Stored records
- Opening Delimiter -

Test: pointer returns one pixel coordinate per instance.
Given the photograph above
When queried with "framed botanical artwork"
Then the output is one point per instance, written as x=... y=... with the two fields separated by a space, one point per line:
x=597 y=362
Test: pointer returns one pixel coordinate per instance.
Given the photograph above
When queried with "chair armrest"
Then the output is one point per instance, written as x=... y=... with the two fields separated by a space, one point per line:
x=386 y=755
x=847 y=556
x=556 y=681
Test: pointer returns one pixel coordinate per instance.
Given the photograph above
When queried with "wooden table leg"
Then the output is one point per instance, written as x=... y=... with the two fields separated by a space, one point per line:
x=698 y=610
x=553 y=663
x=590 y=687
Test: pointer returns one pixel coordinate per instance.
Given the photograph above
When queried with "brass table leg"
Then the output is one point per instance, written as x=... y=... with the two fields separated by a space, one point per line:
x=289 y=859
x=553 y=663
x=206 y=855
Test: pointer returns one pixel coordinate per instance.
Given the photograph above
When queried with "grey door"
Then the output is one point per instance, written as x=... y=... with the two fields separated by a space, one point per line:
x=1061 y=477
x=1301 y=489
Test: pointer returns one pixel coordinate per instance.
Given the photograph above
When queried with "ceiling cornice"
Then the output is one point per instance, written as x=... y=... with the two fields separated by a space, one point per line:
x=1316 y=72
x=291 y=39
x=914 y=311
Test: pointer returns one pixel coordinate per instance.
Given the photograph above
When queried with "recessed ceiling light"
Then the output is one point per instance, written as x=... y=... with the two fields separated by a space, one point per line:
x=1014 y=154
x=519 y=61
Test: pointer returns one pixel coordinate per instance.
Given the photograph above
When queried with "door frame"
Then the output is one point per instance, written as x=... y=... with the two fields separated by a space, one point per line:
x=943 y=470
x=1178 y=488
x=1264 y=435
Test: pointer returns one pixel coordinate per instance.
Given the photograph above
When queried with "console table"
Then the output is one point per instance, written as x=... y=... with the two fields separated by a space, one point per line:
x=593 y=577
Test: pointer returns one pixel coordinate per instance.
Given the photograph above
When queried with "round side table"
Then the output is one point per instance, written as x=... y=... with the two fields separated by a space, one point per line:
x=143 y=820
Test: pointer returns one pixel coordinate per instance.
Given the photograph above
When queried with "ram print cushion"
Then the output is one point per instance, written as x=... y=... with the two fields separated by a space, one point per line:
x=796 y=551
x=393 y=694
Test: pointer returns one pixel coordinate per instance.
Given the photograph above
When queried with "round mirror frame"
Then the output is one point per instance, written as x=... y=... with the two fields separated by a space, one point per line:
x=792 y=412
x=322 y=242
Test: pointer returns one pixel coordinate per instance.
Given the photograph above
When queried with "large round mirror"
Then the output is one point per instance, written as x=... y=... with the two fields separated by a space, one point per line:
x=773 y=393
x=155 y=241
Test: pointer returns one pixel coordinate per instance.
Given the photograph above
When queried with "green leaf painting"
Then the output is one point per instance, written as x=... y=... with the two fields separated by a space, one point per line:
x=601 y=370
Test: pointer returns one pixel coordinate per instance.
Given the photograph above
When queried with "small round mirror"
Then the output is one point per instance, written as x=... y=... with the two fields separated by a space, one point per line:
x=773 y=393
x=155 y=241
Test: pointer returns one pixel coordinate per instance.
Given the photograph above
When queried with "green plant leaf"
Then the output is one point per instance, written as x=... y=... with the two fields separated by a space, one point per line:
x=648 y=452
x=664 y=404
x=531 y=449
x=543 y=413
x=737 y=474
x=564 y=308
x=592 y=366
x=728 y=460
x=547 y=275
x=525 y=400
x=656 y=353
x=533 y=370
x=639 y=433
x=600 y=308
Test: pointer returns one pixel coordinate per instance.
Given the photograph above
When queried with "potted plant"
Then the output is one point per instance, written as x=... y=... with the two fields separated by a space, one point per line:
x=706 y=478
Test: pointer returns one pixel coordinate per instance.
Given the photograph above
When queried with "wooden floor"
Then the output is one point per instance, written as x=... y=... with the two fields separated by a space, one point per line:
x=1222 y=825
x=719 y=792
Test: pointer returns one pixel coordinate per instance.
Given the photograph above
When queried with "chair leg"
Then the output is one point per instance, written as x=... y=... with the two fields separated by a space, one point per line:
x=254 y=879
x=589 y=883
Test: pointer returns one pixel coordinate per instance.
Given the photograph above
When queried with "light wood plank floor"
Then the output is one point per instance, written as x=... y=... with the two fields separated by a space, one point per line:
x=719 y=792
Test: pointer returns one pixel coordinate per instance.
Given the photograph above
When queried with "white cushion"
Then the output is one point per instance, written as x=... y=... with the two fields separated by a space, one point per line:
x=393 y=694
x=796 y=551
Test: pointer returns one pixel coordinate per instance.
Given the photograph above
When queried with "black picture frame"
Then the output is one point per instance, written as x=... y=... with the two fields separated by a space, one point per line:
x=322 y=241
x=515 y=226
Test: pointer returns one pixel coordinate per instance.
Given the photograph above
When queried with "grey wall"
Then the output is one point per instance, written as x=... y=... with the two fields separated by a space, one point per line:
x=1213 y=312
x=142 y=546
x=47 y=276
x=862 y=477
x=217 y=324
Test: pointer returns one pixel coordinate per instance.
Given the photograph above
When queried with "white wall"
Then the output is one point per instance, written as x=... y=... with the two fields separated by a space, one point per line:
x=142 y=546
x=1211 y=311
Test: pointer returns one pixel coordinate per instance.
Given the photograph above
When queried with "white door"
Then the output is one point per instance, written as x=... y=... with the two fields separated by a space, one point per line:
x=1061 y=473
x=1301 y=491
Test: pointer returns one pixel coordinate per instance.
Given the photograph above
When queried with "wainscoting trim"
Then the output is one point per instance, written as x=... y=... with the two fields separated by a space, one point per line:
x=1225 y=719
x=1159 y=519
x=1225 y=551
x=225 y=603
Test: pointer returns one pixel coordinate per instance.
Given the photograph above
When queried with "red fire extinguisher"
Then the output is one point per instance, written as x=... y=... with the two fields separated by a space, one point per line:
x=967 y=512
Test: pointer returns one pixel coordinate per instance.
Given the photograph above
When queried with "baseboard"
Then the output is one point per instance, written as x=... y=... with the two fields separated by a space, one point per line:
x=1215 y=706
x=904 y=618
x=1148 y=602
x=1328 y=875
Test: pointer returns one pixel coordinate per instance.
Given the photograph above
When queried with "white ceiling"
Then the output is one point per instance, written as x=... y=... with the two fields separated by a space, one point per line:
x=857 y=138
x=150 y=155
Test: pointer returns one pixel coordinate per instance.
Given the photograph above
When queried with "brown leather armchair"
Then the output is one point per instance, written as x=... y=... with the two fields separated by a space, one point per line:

- Closing Delimiter -

> _Task details_
Determine how many lines in the records contain "cushion", and reply with the number only.

> _The completed task_
2